[begin PROVIDED TEXT]

A simple answer to that question is that a coasting skater moves at a constant
velocity. The term velocity is new, and I'm about
to define it. In fact, in a short time, I'll restate
Newton's first law, using better, more sophisticated language, but in order to
do that, I need to introduce three physical quantities associated with
motion. Those physical quantities are position,
velocity, and force. Position is the measure of an object's
location in space. For example, my position is, is about 6.5
feet, or two meters in front of this jar. You'll notice I needed three things.
First, here's the reference point from which to work with, this jar, second,
there's my distance from that jar, about six and one-half feet or two meters, and
finally, there's the direction, from that reference point, to me, namely in front
of. If you leave out any one of those three
aspects of position, the reference point, the distance and the
direction from that reference point to the lo, location you have in mind,
you don't know the objects position. To show you that, let me change my
position. Well first off, if, we lose that bottle.
And I say I'm six feet in front of eh, we don't know, you don't know where I am
anymore. Okay, we need the bottle, the reference
point, okay. So now, suppose you know that I'm in
front of the reference point but you don't know how far, you lose the distance
part. I could be here, I could be here.
It's a problem. And finally suppose you forget to mention
the direction from the reference point to me, well I could be six one-half feet
that is two meters for the reference point here,
also here, also here, so the direction matters as
well, you need all three. Position is a distance and a direction
from a reference point. Physical quantities like position that
have both an amount and a direction are known as vector quantities.
You're probably familiar with physical quantities that have just an amount, like
the temperature of this room or the duration of a concert or the size of your
computer screen. But there are also many important
physical quantities that have both an amount and a direction.
They're vector quantities, and if you leave out the direction part of a vector
quantity, you haven't specified the whole thing.
We measure position in units of distance. Physicists normally use the SI, or system
international of units. And the SI unit of distance, is the
meter. That's about a meter right there.
Well, because most people in the United States are relatively unfamiliar with the
SI units, the meter in particular, and because this class is all about familiar
things, I'll also use more familiar units.
In this case, more familiar units of distance include the foot and the mile.
When an object is moving, it has a velocity that's not zero.
Velocity measures the rate at which an object's position is changing with time.
Velocity is another vector quantity. It has an amount, and a direction.
The amount of your velocity is the speed at which you are traveling.
And the direction of your velocity is the direction in which you're heading.
Let me show you my velocity. Right now, my velocity is zero.
But I'm about to develop a velocity to your left.
Here we go. I'm now moving toward the left.
And my velocity is, oh, maybe half a foot per second to the left.
That's different from this velocity. Now, I'm moving about half a foot per
second toward your right. That's a different velocity, even though
my speed is the same. As you can see, velocity has an amount,
my speed, in this case, and a direction.
The direction in which I'm heading. And if you don't specify both of them in
specifying my velocity, for example, you've left out some important
information. You haven't fully specified my velocity.

[end PROVIDED TEXT]

- [WRITTEN INSTRUCTION]:
Continue the lecture on position and velocity from the point where it stops, picking up right after its final sentence.

[begin RECORDS SHOWN]

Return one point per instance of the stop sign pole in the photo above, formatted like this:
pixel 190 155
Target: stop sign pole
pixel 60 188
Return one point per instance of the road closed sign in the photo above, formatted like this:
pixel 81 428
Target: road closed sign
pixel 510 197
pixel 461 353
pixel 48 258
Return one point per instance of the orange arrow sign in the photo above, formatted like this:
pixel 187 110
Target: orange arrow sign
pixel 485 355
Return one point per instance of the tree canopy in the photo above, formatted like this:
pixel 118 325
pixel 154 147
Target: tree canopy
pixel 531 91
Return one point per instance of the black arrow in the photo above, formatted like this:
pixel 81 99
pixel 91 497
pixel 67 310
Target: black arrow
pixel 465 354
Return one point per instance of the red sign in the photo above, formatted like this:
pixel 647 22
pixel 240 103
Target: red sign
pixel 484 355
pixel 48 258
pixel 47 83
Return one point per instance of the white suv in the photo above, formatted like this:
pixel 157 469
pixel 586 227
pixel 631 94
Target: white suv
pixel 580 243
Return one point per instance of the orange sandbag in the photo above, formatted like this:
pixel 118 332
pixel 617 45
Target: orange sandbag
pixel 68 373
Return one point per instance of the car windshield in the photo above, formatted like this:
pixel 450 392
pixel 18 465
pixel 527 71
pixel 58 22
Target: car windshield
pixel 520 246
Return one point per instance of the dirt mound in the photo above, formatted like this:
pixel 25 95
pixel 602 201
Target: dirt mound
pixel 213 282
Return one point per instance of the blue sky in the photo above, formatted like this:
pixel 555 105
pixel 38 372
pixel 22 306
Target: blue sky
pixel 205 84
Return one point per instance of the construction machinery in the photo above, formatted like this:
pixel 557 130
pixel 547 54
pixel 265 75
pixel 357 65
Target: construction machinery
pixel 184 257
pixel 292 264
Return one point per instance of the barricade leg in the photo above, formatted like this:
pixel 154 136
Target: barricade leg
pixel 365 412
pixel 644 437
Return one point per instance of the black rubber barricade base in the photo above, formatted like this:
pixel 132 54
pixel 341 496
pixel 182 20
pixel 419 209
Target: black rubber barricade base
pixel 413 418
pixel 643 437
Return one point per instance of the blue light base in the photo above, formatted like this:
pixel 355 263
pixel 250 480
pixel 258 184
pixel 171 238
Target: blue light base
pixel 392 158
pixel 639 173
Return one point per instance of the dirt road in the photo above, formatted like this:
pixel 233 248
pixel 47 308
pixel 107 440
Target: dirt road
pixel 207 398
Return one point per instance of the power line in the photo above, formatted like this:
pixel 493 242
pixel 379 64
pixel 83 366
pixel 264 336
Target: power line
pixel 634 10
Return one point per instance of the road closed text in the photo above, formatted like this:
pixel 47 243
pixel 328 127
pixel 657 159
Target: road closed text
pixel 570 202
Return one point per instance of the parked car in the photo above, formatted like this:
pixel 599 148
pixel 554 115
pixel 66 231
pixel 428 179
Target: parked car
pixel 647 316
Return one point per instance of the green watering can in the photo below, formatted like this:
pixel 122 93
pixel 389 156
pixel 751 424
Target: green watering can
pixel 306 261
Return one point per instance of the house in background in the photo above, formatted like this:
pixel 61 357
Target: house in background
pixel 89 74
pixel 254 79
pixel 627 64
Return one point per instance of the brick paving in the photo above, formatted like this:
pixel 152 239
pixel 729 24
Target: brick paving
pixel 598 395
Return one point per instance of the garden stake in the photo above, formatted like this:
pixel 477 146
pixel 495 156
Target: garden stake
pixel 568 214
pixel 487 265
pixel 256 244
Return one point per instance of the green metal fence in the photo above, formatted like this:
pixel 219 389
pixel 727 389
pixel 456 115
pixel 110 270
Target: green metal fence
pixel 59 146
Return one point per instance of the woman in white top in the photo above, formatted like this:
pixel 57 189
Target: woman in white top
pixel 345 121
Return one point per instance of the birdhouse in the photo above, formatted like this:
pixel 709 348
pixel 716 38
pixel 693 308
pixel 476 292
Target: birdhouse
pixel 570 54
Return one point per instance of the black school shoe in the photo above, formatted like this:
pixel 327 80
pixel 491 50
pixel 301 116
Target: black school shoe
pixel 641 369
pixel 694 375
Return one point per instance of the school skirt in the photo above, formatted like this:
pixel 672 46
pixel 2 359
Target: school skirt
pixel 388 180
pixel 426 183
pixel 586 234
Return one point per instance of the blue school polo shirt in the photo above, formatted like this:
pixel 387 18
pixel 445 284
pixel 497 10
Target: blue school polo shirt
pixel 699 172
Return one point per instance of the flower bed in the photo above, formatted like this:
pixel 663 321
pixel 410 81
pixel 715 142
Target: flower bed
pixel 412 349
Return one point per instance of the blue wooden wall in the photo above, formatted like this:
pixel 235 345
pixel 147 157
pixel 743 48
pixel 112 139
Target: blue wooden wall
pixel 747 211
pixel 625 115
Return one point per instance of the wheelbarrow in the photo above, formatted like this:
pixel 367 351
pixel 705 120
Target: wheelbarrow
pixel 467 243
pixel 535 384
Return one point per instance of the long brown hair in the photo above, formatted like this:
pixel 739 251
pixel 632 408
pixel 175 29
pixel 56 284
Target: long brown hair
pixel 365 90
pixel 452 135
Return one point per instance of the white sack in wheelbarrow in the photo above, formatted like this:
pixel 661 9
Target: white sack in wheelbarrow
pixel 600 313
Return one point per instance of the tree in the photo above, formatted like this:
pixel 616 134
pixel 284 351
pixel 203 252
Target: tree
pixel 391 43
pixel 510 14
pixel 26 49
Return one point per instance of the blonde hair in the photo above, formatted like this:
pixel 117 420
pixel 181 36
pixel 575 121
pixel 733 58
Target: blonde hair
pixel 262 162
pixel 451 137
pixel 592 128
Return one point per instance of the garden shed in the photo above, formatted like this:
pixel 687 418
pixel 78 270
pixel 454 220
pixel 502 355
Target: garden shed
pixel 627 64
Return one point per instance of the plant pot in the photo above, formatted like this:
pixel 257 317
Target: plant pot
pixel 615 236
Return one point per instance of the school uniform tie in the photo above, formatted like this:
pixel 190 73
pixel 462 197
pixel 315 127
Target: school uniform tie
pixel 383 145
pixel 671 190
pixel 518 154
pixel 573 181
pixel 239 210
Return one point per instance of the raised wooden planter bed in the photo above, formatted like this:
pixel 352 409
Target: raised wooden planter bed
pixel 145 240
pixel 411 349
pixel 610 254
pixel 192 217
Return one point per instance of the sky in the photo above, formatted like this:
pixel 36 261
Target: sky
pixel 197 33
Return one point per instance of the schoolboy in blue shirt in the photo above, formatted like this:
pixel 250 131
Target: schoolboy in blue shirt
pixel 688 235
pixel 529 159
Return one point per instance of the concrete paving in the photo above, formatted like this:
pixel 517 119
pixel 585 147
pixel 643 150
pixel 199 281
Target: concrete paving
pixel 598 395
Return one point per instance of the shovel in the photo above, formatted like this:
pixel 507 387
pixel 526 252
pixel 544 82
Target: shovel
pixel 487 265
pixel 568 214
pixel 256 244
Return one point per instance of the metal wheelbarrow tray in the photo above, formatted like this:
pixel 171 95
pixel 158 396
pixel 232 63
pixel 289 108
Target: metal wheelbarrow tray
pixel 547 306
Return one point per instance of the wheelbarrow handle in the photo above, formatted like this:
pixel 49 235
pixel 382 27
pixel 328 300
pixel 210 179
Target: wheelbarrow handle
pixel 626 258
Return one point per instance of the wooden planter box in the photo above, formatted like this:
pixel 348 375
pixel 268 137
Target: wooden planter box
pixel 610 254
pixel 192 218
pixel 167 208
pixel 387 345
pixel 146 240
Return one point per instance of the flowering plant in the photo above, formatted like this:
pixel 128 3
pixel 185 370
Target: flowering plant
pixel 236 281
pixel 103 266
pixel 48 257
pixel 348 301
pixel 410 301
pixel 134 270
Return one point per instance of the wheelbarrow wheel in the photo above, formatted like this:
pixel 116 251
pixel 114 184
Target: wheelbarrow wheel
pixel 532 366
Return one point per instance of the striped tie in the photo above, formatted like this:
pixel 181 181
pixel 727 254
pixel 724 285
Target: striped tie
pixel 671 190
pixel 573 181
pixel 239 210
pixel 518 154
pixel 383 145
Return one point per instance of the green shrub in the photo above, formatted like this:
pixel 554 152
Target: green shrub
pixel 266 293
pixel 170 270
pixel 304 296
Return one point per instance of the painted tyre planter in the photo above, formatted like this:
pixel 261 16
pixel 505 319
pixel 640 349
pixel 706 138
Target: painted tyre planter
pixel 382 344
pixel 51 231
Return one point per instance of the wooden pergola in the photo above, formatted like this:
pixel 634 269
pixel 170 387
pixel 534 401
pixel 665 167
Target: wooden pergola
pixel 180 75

[end RECORDS SHOWN]

- [OUTPUT OF THE TASK]:
We measure velocity in units of distance per time.
The SI unit of velocity is the meter per second.
In the United States, more familiar units of, of velocity are, feet per second,
and miles per hour. I have one more physical quantity to
introduce. Force.
Force is the physics term for a push or a pull.
An it's another vector quantity. For example, if I push on this book.
. I'm exerting a force on it, and that
force has both an amount which is how hard I'm pushing, and a direction, which
in this case, is away from you. The SI unit of force, is the Newton, one
Newton, is about the force that a small, apple exorts on your hand when you hold
it, this, is actually not a small apple, this about a three Newton apple.
A more familiar unit in the United States for force, the pound, or, more
specifically, the pound-force. One pound-force is roughly equal to 4.5
Newtons. We can now redraft Newton's first law of
motion using better language. To start with, we can replace the vague
term influences with the more specific term, forces.
So the Newton's first law of motion becomes an object that is free of forces
moves in a straight line and covers equal distances in equal times.
But we can also redraft the second half of that law.
An object that is travelling in a straight line, is always heading in the
same direction. Constant direction.
And an object that is covering equal distances in equal times is always
travelling at the same speed. Constant speed.
An object that has both constant direction and constant speed has constant
velocity. So Newtons first law of motion, in it's
final form is an object that is free of external forces moves at a constant
velocity. A skater is experiencing zero force is
covered by Newton's first law of motion, and will move at constant velocity.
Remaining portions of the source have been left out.